WRITTEN TASK
Please repeat every line of the data below, requests included, and shift each bounding-box coordinate in the answers up by 32, leaving all other numbers unchanged. Leave the pictures out.

INFORMATION SHOWN

★ ★ ★ ★ ★

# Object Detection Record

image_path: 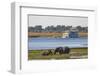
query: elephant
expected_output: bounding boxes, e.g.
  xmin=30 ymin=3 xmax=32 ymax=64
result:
xmin=42 ymin=50 xmax=52 ymax=56
xmin=54 ymin=47 xmax=70 ymax=55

★ ★ ★ ★ ★

RESPONSE
# Object Detection Record

image_path: 
query: elephant
expected_output: bounding boxes, e.g.
  xmin=30 ymin=3 xmax=32 ymax=64
result:
xmin=74 ymin=82 xmax=84 ymax=88
xmin=86 ymin=79 xmax=102 ymax=87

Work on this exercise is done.